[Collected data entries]
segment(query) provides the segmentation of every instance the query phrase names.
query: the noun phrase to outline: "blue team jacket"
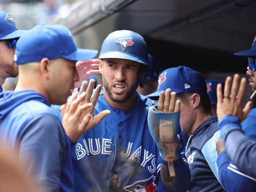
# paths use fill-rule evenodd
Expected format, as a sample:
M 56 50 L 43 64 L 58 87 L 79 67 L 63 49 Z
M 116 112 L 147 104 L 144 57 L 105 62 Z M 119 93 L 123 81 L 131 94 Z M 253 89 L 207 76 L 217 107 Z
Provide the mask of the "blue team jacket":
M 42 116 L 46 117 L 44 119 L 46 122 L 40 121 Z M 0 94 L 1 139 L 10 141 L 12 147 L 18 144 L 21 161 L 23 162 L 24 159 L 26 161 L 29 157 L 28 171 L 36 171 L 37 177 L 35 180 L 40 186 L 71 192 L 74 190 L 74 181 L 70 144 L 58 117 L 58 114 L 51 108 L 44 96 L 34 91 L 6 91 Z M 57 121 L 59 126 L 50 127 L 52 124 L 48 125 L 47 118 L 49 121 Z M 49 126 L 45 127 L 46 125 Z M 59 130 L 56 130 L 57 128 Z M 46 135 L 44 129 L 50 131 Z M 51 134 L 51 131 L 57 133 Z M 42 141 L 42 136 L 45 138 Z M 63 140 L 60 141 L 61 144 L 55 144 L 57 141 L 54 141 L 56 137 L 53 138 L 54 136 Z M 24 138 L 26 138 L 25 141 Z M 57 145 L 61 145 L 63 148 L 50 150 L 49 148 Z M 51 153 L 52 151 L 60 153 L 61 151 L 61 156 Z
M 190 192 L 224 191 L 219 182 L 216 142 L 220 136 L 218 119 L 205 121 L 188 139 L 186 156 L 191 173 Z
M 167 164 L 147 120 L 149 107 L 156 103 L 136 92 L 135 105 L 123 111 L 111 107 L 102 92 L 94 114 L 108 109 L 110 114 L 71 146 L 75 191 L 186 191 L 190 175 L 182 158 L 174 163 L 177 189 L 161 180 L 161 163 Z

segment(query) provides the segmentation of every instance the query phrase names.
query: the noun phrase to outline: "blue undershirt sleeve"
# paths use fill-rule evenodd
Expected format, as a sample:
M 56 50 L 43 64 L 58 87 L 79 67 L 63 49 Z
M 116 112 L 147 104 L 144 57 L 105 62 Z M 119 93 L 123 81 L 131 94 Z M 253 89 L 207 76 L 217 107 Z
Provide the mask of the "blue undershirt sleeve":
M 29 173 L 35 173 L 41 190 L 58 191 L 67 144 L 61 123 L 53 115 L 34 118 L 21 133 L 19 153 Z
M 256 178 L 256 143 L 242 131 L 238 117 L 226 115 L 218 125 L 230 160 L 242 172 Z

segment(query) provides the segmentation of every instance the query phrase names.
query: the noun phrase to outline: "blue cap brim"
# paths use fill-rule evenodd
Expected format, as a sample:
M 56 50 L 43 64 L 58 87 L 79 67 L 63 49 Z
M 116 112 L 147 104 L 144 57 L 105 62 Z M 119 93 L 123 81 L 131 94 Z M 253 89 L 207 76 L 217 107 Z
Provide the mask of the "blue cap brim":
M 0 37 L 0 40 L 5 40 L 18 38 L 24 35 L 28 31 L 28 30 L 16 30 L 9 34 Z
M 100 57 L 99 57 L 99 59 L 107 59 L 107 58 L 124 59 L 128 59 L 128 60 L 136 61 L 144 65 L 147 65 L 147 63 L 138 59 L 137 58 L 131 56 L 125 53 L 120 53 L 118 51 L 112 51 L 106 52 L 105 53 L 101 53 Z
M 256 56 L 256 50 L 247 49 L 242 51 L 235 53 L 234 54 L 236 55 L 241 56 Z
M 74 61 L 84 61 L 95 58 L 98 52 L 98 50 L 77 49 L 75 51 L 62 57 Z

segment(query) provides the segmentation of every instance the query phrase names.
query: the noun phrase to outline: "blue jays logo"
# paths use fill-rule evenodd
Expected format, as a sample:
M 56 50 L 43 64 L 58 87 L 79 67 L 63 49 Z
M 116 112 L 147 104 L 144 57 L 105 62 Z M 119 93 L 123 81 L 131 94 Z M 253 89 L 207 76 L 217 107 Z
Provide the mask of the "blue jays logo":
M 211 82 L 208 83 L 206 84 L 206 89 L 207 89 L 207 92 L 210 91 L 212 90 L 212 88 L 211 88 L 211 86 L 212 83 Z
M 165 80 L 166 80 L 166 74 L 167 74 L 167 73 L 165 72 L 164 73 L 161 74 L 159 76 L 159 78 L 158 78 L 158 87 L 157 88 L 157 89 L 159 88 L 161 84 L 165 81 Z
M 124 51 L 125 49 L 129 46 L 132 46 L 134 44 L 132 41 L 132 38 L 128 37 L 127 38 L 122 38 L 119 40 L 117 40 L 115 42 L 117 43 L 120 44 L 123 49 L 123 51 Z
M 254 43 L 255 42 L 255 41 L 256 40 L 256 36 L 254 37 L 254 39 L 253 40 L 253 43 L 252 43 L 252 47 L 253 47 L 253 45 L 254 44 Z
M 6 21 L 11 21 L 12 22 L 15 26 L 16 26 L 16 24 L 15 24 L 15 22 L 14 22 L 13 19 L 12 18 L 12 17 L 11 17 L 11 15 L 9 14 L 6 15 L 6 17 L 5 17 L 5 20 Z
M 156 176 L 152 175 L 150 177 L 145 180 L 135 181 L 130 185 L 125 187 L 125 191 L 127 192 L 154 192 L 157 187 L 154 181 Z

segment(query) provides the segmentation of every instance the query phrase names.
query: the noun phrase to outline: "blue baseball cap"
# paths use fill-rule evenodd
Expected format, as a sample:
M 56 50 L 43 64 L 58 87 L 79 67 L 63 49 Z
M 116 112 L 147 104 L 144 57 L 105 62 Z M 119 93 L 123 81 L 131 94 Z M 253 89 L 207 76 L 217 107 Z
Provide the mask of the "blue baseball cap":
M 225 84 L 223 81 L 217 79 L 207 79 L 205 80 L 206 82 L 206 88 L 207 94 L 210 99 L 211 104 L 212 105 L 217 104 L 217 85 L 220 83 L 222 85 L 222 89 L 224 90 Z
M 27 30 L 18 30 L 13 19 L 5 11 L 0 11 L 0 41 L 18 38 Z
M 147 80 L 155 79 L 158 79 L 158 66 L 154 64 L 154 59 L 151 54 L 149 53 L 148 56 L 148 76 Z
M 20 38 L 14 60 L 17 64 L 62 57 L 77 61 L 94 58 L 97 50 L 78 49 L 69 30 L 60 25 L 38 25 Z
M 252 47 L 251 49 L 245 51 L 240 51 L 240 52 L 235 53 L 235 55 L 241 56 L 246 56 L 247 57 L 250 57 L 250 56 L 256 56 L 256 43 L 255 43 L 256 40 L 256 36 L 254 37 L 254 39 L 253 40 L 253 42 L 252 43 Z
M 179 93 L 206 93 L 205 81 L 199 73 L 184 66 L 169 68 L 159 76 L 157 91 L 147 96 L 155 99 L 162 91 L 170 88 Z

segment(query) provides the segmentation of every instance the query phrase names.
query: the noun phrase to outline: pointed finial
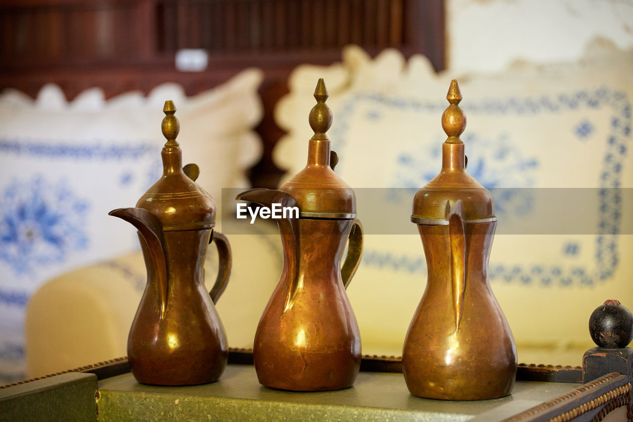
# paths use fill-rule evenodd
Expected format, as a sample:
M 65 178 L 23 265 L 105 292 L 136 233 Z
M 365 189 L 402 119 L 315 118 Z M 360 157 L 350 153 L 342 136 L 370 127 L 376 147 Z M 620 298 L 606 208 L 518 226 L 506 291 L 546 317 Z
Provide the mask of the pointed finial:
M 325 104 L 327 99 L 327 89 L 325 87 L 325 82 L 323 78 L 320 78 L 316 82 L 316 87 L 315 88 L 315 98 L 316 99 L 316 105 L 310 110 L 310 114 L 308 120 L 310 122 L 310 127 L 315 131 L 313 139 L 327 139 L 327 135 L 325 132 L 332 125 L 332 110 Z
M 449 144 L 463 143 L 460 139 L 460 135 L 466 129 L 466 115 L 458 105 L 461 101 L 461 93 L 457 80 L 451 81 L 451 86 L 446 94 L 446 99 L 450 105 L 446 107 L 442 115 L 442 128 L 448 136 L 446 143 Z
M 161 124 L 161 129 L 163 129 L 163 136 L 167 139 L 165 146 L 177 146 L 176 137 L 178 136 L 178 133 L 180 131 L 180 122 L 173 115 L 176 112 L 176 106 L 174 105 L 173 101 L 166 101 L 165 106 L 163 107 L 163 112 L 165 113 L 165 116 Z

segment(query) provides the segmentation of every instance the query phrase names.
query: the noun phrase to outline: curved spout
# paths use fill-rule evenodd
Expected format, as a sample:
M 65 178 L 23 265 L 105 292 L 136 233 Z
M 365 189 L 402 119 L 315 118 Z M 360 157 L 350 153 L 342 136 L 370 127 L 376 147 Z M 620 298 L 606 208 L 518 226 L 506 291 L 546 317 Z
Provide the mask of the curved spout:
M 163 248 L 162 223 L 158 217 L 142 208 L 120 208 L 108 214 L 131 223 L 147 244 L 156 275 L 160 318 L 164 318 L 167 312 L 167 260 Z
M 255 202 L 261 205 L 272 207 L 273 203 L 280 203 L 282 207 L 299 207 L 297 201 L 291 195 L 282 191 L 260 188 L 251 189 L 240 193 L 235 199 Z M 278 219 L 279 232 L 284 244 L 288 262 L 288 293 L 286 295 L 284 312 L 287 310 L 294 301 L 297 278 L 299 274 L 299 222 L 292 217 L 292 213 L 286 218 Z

> [DIRECTIONS]:
Please format the records above as a JSON list of strings, one string per line. Start at the very first line and end at the line containing "M 167 164 L", with both ends included. Include nothing beyond that line, omit blank lines, and leave the pictures out.

> [FINAL ANSWER]:
[
  "segment(query) provides the segmentation of every instance the query phrase names.",
  "query: the noun phrase to outline: \"blue team jacket\"",
  "# paths use fill-rule evenodd",
  "Expected format, as a sample:",
  "M 56 50 L 43 64 L 58 87 L 79 67 L 63 49 Z",
  "M 116 112 L 147 104 L 144 57 L 105 62 Z M 119 93 L 123 81 L 131 94 Z M 253 89 L 207 76 L 217 107 Z",
  "Provide the mask of the \"blue team jacket\":",
  "M 42 116 L 46 117 L 44 119 L 46 122 L 40 121 Z M 0 94 L 1 139 L 10 141 L 12 147 L 18 144 L 21 161 L 23 162 L 24 159 L 26 161 L 29 157 L 28 171 L 36 171 L 37 177 L 35 180 L 40 186 L 71 192 L 74 190 L 74 181 L 70 144 L 58 117 L 58 114 L 51 108 L 44 96 L 34 91 L 6 91 Z M 57 121 L 59 126 L 50 127 L 52 124 L 48 125 L 47 118 L 49 121 Z M 49 126 L 45 127 L 46 125 Z M 59 130 L 56 130 L 57 128 Z M 46 135 L 44 129 L 50 131 Z M 51 134 L 51 131 L 57 133 Z M 42 141 L 42 136 L 45 138 Z M 63 140 L 60 141 L 61 144 L 55 144 L 57 141 L 54 141 L 56 137 L 53 138 L 54 136 Z M 24 138 L 26 138 L 25 141 Z M 57 145 L 61 145 L 63 148 L 50 150 L 49 148 Z M 51 153 L 52 151 L 60 153 L 61 151 L 61 156 Z",
  "M 190 192 L 224 191 L 219 182 L 216 142 L 220 136 L 218 119 L 205 121 L 188 139 L 186 156 L 191 173 Z",
  "M 167 164 L 147 120 L 149 107 L 156 103 L 136 92 L 135 105 L 123 111 L 111 107 L 102 92 L 94 114 L 108 109 L 110 114 L 71 146 L 75 191 L 186 191 L 190 175 L 182 158 L 174 163 L 177 189 L 161 180 L 161 163 Z"
]